:: TEXTAUSSCHNITT ::

21.02.2021
Freie Wähler wollen „Bürgerbehörde statt Stadtresidenz“

Kreistagsfraktion gegen Anmietung einer weiteren Außenstelle in der Augsburger Innenstadt – stattdessen soll das Amt zu den Bürgern kommen

 

Beim Studieren der Haushaltsunterlagen stellte sich für die Mitglieder des Kreistages eher zufällig heraus, dass der Landrat beabsichtigt eine sechste Außenstelle für weitere 80-90 Mitarbeiter in der Augsburger Innenstadt anmieten zu wollen. In der letzten Sitzung des Kreisausschusses erfuhren die Mitglieder auf Nachfrage dann, dass bereits Mietverhandlungen über 1800m² Büroflächen in einem Objekt in der Volkhartstraße geführt werden. Bis zu diesem Zeitpunkt wurde diese Thematik in keinem öffentlichen Gremium diskutiert.

Die Vorsitzende der Freien Wähler Kreistagsfraktion Melanie Schappin kritisiert diesen Politikstil massiv: „Wir finden es wichtig und für unsere Demokratie unverzichtbar, dass inhaltlich relevante Entscheidungen für den Landkreis auch in der Öffentlichkeit ausgetragen werden. Wir bedauern zutiefst, dass die gewählten Mandatsträger bei der Standortfrage vom Landrat nicht eingebunden wurden, sondern über unsere Köpfe hinweg, derart essentielle und wegweisende Entscheidungen vorweggenommen werden sollten. Dabei ist es für die Zukunft unseres Landkreises elementar nicht nur das „ob“, sondern gerade auch das „wo“ und „wie“ gemeinsam zu beraten und entscheiden.

Die Freie Wähler Kreistagsfraktion sieht künftige Erweiterungen des Landratsamtes nämlich ausschließlich direkt im Landkreis und nicht mehr in der Stadt Augsburg.

:::
:: INFORMATIONEN ::

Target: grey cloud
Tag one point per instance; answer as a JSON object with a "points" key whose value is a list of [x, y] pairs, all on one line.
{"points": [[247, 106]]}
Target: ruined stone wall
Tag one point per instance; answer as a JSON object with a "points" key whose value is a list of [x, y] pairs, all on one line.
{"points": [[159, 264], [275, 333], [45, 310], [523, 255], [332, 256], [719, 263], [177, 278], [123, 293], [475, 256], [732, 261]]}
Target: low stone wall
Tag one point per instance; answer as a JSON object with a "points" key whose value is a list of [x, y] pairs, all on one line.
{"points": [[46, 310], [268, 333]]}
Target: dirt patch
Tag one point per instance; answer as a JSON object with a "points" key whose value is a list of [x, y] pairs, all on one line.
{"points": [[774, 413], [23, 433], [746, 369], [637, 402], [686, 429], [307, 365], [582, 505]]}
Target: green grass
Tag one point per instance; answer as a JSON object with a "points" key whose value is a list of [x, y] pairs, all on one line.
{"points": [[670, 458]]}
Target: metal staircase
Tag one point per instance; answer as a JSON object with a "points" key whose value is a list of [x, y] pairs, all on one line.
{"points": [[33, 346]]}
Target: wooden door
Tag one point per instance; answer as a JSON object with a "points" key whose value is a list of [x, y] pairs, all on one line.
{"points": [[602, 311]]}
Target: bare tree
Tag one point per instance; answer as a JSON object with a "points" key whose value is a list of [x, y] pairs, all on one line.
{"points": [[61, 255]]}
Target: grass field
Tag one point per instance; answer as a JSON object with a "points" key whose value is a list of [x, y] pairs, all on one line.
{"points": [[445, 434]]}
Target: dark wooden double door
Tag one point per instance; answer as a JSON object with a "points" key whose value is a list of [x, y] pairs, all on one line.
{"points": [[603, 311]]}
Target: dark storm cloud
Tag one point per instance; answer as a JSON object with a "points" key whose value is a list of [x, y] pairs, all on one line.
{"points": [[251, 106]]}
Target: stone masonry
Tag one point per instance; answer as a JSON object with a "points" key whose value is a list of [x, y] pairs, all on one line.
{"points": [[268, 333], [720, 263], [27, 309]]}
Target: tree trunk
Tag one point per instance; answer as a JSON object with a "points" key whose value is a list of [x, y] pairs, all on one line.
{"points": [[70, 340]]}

:::

Aktualisiere bitte den Text zur geplanten Außenstelle, indem du „ausschließlich“ durch „vorrangig“ ersetzt. Beginne bei den Worten „Die Freie Wähler“ und höre nach „der Stadt Augsburg.“ auf. Das Material stammt aus einer anderen Quelle.

▶ _ÜBUNGSERGEBNIS_:
Die Freie Wähler Kreistagsfraktion sieht künftige Erweiterungen des Landratsamtes nämlich vorrangig direkt im Landkreis und nicht mehr in der Stadt Augsburg.